ページ本文 ->
●こんなお話
アート・ザ・クラウンが復活して姉弟と周りの人間を襲っていく話。
●感想
前作の直後から物語が幕開けとなり、遺体安置所に静かに横たわる遺体が映る。その場面の静寂が、やがて恐怖の再来を告げる。殺人鬼は再び蘇り、姉と弟、そして母親という小さな家族が巻き込まれていく。
姉と弟は、父親を失った深い傷を抱えている。楽しかったはずの日常が、失意の中で揺れ動く。母親との間にも微妙な距離感が生まれており、笑顔の裏に冷えた気配が漂っていた。
ハロウィンの季節、弟が通う学校にクラウンが現れ、動物の死骸を投げつける事件が起きる。弟が疑われ母親が怒る中、姉は父が残した絵を基に、自らハロウィン衣装を手作りするなど、家族それぞれが悲しみに向き合おうともがいていた。
やがて殺人鬼は家族の周りに再び現れ、日常がひび割れていく。姉弟はその恐怖の中で震え、店員や友人たちが次々と犠牲になる。ハロウィンの夜、姉は友人とパーティーに向かうが、そこで恐怖の悪夢が現実となって襲いかかる。弟もまた危険に晒され、お化け屋敷の中で姉とともに殺人鬼から逃れる追走劇が繰り広げられる。

指示 ->
A. 映画の感想文によると、姉は何を基にハロウィン衣装を手作りしましたか。
B. 映画の感想文の最後の文を受けて、その続きを書いてください。

提供エントリ ->
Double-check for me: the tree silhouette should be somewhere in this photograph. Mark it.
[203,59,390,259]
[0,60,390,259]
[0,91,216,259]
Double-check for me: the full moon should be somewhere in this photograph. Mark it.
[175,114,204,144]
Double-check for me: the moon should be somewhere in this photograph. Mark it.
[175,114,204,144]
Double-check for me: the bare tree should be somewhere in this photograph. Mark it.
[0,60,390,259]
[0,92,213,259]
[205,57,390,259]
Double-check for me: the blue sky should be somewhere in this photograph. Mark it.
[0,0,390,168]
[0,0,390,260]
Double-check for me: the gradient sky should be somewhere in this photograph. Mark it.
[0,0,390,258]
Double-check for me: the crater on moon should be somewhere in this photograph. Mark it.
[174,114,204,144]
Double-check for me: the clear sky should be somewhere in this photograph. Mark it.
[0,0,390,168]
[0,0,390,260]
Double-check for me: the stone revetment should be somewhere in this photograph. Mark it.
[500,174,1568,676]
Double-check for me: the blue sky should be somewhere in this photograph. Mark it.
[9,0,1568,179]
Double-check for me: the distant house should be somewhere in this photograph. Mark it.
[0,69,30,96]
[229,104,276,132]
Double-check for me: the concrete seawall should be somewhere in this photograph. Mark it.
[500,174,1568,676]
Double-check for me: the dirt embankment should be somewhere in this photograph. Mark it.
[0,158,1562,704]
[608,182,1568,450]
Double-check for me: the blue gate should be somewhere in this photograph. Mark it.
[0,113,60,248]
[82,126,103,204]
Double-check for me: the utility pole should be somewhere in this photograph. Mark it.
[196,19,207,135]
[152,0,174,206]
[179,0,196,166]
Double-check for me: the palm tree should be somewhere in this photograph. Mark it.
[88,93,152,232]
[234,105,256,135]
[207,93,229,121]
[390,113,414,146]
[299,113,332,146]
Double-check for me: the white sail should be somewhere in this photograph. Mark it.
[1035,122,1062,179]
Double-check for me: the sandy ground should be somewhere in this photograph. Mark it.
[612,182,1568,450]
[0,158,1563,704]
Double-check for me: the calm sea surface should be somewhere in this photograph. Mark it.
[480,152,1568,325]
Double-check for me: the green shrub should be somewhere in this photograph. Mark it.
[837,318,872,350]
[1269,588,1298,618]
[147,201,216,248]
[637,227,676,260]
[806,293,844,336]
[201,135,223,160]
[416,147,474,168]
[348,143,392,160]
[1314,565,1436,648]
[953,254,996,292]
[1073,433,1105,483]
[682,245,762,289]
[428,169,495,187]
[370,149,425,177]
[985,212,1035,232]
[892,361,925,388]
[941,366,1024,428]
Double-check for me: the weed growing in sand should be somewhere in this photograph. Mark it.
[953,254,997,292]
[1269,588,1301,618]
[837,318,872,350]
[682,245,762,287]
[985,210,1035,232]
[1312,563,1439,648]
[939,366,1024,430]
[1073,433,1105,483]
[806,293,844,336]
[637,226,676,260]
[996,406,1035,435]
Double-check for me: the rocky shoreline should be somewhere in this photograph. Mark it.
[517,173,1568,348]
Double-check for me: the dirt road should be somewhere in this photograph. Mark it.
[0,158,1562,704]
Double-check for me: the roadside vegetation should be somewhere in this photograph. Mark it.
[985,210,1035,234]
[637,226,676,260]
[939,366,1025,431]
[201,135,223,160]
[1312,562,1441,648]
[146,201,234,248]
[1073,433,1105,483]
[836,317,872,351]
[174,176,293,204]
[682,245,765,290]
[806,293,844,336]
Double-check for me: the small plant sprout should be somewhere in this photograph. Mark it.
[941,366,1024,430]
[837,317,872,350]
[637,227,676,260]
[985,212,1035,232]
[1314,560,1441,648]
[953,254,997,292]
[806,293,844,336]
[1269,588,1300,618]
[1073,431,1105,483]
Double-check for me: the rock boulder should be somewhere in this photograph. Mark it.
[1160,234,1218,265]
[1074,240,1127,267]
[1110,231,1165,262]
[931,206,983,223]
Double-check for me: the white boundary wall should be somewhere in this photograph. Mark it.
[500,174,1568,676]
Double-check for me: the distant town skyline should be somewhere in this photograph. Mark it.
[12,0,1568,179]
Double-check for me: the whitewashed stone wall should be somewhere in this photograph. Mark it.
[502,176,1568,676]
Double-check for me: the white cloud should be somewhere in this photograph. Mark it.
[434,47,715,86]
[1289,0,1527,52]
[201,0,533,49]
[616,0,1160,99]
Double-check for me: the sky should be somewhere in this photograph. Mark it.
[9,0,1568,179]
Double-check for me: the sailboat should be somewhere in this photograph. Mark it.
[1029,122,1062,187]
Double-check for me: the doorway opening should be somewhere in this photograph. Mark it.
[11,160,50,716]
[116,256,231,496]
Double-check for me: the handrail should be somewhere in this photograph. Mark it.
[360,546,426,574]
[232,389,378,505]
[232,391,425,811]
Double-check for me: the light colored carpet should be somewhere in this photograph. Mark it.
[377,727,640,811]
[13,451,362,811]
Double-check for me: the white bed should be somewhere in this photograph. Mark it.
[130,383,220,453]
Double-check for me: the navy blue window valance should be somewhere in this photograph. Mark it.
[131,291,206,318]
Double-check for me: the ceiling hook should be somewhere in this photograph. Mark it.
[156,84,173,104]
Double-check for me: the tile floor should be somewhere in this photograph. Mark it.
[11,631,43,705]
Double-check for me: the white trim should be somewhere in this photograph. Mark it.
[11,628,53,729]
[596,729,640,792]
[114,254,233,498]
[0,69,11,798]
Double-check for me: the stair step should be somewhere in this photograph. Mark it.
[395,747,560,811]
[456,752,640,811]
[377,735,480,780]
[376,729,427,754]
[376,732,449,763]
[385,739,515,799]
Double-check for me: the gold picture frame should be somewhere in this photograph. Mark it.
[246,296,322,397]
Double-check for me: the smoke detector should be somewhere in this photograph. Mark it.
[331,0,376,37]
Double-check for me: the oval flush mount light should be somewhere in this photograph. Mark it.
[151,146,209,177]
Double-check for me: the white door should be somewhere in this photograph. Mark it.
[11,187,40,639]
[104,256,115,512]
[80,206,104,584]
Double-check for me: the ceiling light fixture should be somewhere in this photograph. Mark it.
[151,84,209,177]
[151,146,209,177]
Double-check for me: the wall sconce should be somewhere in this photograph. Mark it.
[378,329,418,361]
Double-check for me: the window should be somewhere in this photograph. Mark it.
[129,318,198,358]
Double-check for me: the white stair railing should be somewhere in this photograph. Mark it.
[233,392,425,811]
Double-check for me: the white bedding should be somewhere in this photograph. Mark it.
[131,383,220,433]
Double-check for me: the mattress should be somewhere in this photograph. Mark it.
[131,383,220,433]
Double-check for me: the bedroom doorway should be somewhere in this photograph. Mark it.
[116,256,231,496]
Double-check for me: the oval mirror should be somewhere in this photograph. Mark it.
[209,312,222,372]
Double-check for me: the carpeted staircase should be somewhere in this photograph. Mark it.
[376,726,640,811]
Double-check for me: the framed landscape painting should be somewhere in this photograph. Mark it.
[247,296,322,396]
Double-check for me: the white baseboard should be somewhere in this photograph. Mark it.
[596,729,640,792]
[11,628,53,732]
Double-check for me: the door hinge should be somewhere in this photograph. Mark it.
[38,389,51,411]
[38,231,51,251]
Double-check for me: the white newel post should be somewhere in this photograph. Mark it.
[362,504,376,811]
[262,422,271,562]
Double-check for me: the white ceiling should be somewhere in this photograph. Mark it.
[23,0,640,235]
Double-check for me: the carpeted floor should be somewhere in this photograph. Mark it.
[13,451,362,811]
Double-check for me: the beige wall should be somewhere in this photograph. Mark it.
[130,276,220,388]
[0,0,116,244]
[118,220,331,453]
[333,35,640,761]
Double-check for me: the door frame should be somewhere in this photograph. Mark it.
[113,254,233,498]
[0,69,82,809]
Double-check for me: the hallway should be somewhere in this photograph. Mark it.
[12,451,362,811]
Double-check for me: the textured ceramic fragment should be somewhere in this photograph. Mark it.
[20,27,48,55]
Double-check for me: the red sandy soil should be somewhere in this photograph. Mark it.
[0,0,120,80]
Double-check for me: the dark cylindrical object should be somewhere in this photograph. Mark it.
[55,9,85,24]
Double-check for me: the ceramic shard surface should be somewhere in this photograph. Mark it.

各課題の回答 ->
A. 父が残した絵を基にしました。

B.
そんな中、「姉が殺人鬼を倒す」という父親の予言のような言葉を胸に、姉は恐れを振り切って立ち向かう。弟を守りながら、ヒーローのように覚醒していく姿がそこにはあった。
登場人物が次々と惨殺される描写は、まさにホラーの醍醐味を体現したものでした。目玉をくり抜く、首を切断する、内臓が飛び出すなど、人体破壊のリアルさは見る者の五感を揺さぶる。スタッフの巧みな創意が随所に見られ、恐怖と興奮が混ざり合った時間だったと思います。
特に弟の友人が殺される場面は、脳みそが露出したまま洗剤を傷口に塗られるという残酷さで、見ていて痛みを覚えるほどでした。その緊張と背徳的な痛みが、これまで味わったホラーとは違う衝撃として印象に残りました。
前作と比べてキャラクターや登場シーンが増したことで、映像の派手さは大きくなり、まるでシリーズが大作映画へと進化したかのような迫力がありました。けれど、クライマックスに向かうにつれて、お化け屋敷のような閉鎖された空間に舞台が移ることで、一部の派手さが抑えられた印象を受けました。そのうえ終盤は夢か現実か判別しにくい演出に変わっていき、好みによっては評価が分かれそうな部分だと感じました。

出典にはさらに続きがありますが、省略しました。